**Extrait:**
En Roumanie, la situation actuelle en devient presque hilarante. En effet, « Selon la police des frontières roumaine, deux des bateaux de patrouille fluviale (coûtant chacun 300 000 euros) ne pouvaient être utilisés dans le delta du Danube durant l’hiver... » alors que normalement « les bateaux devaient pouvoir être utilisés jour et nuit, à travers la glace brisée et à des températures comprises entre –15 et 45 degrés. » En d’autres termes, ce matériel subventionné par l’Europe, ne peut être pas être utilisé un quart de l’année, laissant alors aux trafiquants une belle opportunité. (point49c). De plus, comme le souligne le point 50, il existe un réel risque que les « équipements utilisés aux frontières et qui ont été utilisés aux frontières et qui ont été audités ne soient plus pleinement opérationnels lorsque la Bulgarie et la Roumanie adhéreront à l’espace Schengen » bien que leurs frontières constitueront indéniablement une partie de la frontière extérieure de l’UE.
En Bulgarie, la situation n’en est pas moins distrayante. La cour des comptes, en plus de souligner un défaut de formation de personnel risquant sur long terme d’amoindrir l’usage du matériel, sa longévité ainsi que les opportunités de coopération européenne.
« Le service national de police des frontières (SNPF), a indiqué que le financement national de la maintenance du système de radiocommunication après l’expiration de la période de garantie n’avait pas été budgétisé. En outre, les composants électroniques des systèmes de surveillance infrarouge devraient être renouvelés après cinq à sept années de service. Or, en 2007, les caméras de vision nocturne auront été en service pendant cinq ans » (point 46).
La Roumanie et la Bulgarie délimiteraient donc une future partie de la frontière extérieure de l’UE. Or, si ces deux pays n’ont pas directement été intégrés dans l’espace Schengen, c’est pour de bonnes raisons : on constate en effet de vraies carences matières de lutte anticorruption et de lutte contre le crime organisé ; mais surtout la mise en jeu de la sécurité des citoyens européens.
3- La sécurisation des frontières
Une Agence européenne pour la gestion de la coopération opérationnelle aux frontières extérieures des États membres de l'Union européenne (Frontex) a été créée pour améliorer la gestion intégrée des frontières extérieures des États membres de l'Union européenne. Frontex défend un modèle paneuropéen intégré de sécurité frontalière renforçant la sécurité des frontières en assurant la gestion de la coopération opérationnelle entre les États membres.

**Objectifs:**
a - Relevez tous les numéros de points auxquels l'extrait renvoie.
b - Recopiez fidèlement le passage de l'extrait qui va de « La Roumanie et » jusqu'à « les États membres. » inclus.
La liste présentée ici provient d'une autre source que l'extrait.

**Données fournies:**
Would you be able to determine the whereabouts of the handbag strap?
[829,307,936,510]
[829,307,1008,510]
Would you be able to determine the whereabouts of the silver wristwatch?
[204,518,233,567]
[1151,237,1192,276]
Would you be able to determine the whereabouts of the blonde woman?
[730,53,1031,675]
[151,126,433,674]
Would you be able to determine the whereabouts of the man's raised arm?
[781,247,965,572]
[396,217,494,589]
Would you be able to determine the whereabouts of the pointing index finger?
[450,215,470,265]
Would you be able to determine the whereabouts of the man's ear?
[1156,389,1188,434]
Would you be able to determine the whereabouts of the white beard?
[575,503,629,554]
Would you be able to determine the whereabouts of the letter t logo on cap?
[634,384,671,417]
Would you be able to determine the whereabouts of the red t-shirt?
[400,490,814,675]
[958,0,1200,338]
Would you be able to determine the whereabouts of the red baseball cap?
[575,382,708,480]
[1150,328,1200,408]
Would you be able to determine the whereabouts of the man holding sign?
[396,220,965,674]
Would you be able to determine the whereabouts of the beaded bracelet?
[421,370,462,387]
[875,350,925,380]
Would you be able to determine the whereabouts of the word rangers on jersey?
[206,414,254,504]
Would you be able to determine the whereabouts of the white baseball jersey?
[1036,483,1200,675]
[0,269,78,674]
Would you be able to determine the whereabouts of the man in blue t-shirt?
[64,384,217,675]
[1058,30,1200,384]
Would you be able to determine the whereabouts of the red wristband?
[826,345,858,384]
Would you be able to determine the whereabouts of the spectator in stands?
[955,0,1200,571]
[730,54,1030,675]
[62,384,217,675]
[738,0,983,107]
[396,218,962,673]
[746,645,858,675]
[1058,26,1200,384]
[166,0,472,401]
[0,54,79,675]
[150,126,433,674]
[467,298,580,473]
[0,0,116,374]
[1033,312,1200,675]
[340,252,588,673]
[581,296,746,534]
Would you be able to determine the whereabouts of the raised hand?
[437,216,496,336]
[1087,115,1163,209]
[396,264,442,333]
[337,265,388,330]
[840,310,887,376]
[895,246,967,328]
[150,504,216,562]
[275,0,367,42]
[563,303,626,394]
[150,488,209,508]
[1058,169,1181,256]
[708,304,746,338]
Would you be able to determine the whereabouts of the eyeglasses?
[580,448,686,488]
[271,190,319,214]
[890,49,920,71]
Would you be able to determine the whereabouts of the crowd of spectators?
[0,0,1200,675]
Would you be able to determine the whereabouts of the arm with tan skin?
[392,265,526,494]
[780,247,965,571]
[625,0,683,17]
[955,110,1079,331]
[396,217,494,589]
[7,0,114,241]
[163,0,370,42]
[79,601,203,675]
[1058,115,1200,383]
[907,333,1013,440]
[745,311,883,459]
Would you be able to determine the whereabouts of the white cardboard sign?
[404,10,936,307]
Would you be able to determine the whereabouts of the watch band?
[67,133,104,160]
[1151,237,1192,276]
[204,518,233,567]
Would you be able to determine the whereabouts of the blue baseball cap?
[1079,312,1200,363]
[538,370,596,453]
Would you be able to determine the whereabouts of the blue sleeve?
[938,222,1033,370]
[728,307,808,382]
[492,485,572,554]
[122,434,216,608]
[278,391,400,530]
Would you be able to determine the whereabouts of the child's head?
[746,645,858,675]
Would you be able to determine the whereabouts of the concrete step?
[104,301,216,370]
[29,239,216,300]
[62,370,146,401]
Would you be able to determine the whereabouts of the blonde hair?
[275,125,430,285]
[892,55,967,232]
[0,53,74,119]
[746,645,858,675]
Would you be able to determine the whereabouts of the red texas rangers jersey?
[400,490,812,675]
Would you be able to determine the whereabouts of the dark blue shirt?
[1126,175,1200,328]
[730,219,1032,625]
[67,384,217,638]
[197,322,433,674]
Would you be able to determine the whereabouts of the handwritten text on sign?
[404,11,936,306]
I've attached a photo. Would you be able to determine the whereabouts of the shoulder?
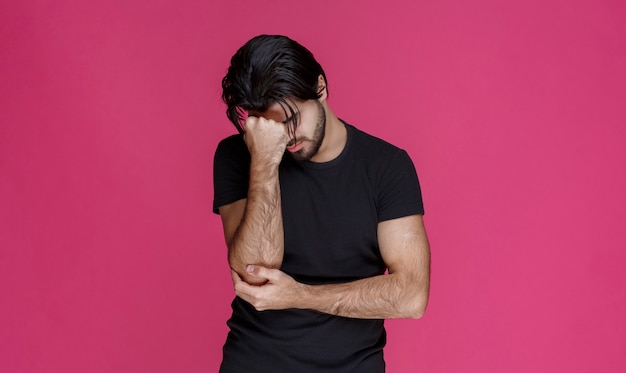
[217,133,247,151]
[215,134,250,161]
[346,123,408,167]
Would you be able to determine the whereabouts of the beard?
[290,100,326,162]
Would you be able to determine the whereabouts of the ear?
[317,74,328,102]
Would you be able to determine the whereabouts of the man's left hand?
[231,265,306,311]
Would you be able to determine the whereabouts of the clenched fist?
[243,116,289,165]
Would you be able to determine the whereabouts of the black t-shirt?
[213,124,424,373]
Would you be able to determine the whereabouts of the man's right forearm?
[228,159,284,284]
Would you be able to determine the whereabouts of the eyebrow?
[283,111,300,124]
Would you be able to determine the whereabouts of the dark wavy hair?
[222,35,328,134]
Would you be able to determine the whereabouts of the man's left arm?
[233,215,430,319]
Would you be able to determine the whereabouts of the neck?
[311,103,348,163]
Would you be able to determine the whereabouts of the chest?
[280,163,385,283]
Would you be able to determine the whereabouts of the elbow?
[406,290,428,319]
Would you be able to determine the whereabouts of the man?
[213,35,430,373]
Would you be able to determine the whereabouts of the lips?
[287,142,303,153]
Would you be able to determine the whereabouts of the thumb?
[246,264,280,281]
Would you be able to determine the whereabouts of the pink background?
[0,0,626,373]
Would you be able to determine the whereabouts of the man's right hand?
[243,116,289,165]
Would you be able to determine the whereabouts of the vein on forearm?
[311,274,428,319]
[228,162,284,272]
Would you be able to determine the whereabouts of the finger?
[246,265,282,282]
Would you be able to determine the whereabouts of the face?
[250,100,326,161]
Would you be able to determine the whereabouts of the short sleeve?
[213,135,250,214]
[377,149,424,222]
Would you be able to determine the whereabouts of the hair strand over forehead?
[222,35,327,133]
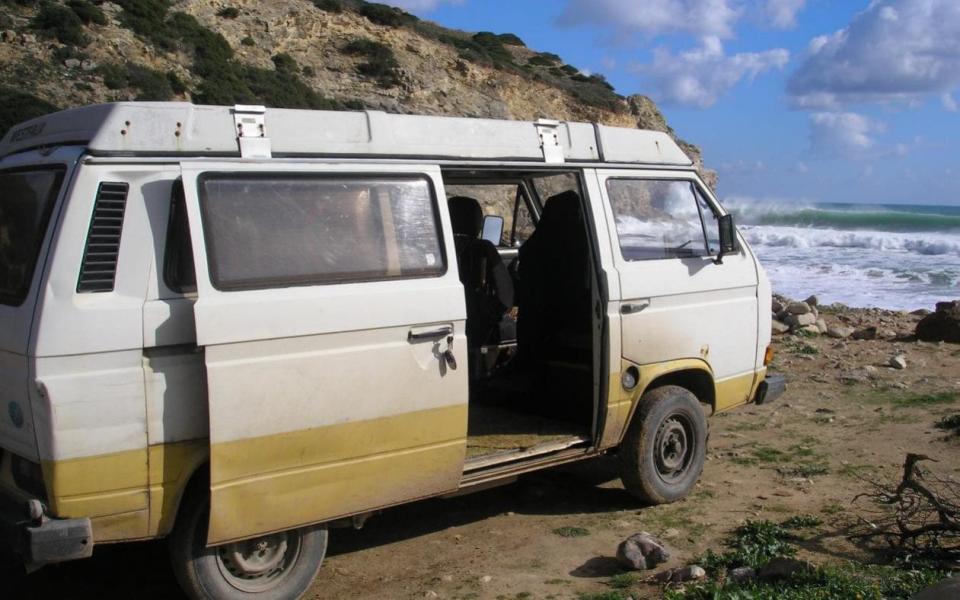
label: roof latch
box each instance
[233,104,273,158]
[534,119,564,163]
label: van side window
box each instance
[163,181,197,294]
[607,179,717,260]
[199,173,446,290]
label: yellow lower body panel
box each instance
[208,404,467,543]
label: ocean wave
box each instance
[740,226,960,256]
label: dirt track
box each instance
[9,311,960,600]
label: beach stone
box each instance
[915,300,960,344]
[617,531,670,571]
[770,319,790,335]
[653,565,707,583]
[827,325,854,340]
[757,556,817,580]
[783,313,817,329]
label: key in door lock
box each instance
[443,335,457,371]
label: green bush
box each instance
[313,0,343,13]
[357,2,410,27]
[343,38,400,88]
[270,52,300,74]
[67,0,107,25]
[0,85,60,135]
[30,2,90,47]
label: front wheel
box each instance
[620,385,707,504]
[169,499,327,600]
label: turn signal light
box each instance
[763,346,773,367]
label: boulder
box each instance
[617,531,670,570]
[916,300,960,344]
[653,565,707,583]
[757,556,817,580]
[770,319,790,334]
[827,325,854,340]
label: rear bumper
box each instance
[753,375,787,404]
[0,497,93,569]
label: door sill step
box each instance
[463,435,590,474]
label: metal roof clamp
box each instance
[534,119,565,163]
[233,104,273,158]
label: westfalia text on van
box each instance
[0,103,783,599]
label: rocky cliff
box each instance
[0,0,714,184]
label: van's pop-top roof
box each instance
[0,102,692,167]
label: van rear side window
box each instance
[0,167,64,306]
[199,173,446,290]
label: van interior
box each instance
[443,170,602,472]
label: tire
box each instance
[620,385,707,504]
[168,495,327,600]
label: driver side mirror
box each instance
[480,215,503,246]
[714,214,740,265]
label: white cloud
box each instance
[810,112,884,158]
[787,0,960,111]
[633,36,790,108]
[378,0,465,12]
[558,0,742,38]
[762,0,807,29]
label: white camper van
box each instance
[0,103,783,599]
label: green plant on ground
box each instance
[553,526,590,537]
[30,2,90,48]
[933,413,960,436]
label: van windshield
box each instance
[0,167,64,306]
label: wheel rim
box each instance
[217,531,301,593]
[654,414,696,483]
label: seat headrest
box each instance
[447,196,483,238]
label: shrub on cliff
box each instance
[343,38,400,87]
[30,2,90,47]
[0,86,60,135]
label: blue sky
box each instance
[382,0,960,205]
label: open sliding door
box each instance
[181,161,467,544]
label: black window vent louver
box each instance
[77,183,130,292]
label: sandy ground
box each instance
[7,310,960,600]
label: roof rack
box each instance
[0,102,692,166]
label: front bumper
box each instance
[0,497,93,570]
[753,375,787,404]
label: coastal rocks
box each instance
[827,325,854,340]
[887,354,907,371]
[617,531,670,570]
[916,300,960,344]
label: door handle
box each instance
[620,298,650,315]
[407,325,453,342]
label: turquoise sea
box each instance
[727,200,960,310]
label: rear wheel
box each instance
[169,499,327,600]
[620,385,707,504]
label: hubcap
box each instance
[217,531,300,592]
[654,415,694,483]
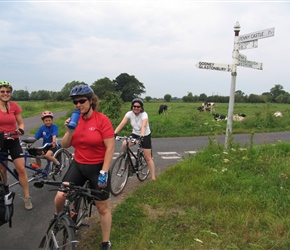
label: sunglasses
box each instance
[73,99,88,105]
[0,90,11,94]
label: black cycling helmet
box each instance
[0,81,13,91]
[69,84,94,99]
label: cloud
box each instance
[0,1,290,97]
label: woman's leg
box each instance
[13,158,30,198]
[0,161,8,184]
[96,200,112,242]
[143,148,156,181]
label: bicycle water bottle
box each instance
[67,109,81,129]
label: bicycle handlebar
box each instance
[34,180,108,200]
[115,135,141,143]
[1,128,24,140]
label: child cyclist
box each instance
[34,111,61,173]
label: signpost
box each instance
[238,40,258,50]
[239,28,275,43]
[238,60,263,70]
[195,62,232,72]
[195,22,275,148]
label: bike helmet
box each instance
[132,98,143,108]
[41,111,53,120]
[69,84,94,99]
[0,81,13,91]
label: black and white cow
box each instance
[213,114,228,121]
[198,102,215,114]
[158,105,168,115]
[233,114,246,122]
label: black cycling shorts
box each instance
[0,138,23,160]
[62,160,111,201]
[131,134,152,149]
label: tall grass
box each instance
[80,141,290,250]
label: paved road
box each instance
[0,112,289,250]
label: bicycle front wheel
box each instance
[51,148,72,180]
[43,216,77,250]
[137,152,149,181]
[110,153,129,196]
[0,170,5,184]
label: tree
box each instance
[91,77,116,99]
[58,81,86,101]
[113,73,146,102]
[164,94,171,102]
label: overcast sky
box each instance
[0,0,290,98]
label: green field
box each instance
[19,102,290,138]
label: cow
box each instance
[233,114,246,122]
[213,114,228,121]
[158,105,168,115]
[200,102,215,114]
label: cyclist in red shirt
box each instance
[55,84,115,250]
[0,81,33,210]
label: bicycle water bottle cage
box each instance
[27,148,42,155]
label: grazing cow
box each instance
[158,105,168,115]
[201,102,215,114]
[233,114,246,122]
[213,114,228,121]
[274,111,283,117]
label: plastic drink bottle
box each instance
[67,109,81,129]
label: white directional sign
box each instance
[238,40,258,50]
[239,28,275,43]
[195,62,232,72]
[238,60,263,70]
[238,53,247,61]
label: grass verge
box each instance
[80,141,290,250]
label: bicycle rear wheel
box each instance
[137,152,149,181]
[0,170,5,184]
[43,216,77,250]
[51,148,72,180]
[110,153,129,196]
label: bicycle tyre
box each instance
[72,182,89,230]
[137,152,149,181]
[110,153,129,196]
[0,170,5,184]
[43,215,77,250]
[49,148,72,180]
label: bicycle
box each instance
[110,136,149,196]
[34,180,106,250]
[0,132,72,187]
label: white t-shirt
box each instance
[125,110,151,136]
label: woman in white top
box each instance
[115,98,156,181]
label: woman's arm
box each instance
[102,138,115,172]
[140,118,148,136]
[15,114,24,133]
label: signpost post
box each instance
[195,22,275,148]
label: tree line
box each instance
[11,73,290,103]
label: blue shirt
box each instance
[34,124,58,146]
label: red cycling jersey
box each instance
[0,102,22,137]
[71,111,114,164]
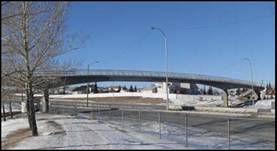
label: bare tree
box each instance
[1,2,82,136]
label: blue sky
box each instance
[58,2,275,87]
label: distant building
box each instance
[141,82,200,94]
[108,86,121,92]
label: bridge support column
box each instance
[42,88,49,113]
[254,89,261,100]
[223,89,229,107]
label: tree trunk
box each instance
[10,101,13,119]
[2,102,6,121]
[27,80,38,136]
[44,88,49,113]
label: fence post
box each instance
[91,104,93,120]
[185,113,189,147]
[158,112,162,139]
[227,118,230,150]
[1,102,6,121]
[10,101,13,118]
[138,110,141,132]
[97,105,101,120]
[74,104,78,116]
[121,110,124,128]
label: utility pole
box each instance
[151,27,169,110]
[244,58,255,105]
[87,64,89,107]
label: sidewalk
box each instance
[1,113,189,149]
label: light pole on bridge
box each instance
[87,61,99,107]
[151,27,169,110]
[243,58,255,105]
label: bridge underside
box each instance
[52,75,263,90]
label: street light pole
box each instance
[87,64,89,107]
[244,58,255,105]
[151,27,169,110]
[87,61,99,107]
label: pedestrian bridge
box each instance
[39,69,263,90]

**Corrigés détaillés:**
a - 49c, 50, 46

b -
La Roumanie et la Bulgarie délimiteraient donc une future partie de la frontière extérieure de l’UE. Or, si ces deux pays n’ont pas directement été intégrés dans l’espace Schengen, c’est pour de bonnes raisons : on constate en effet de vraies carences matières de lutte anticorruption et de lutte contre le crime organisé ; mais surtout la mise en jeu de la sécurité des citoyens européens.
3- La sécurisation des frontières
Une Agence européenne pour la gestion de la coopération opérationnelle aux frontières extérieures des États membres de l'Union européenne (Frontex) a été créée pour améliorer la gestion intégrée des frontières extérieures des États membres de l'Union européenne. Frontex défend un modèle paneuropéen intégré de sécurité frontalière renforçant la sécurité des frontières en assurant la gestion de la coopération opérationnelle entre les États membres.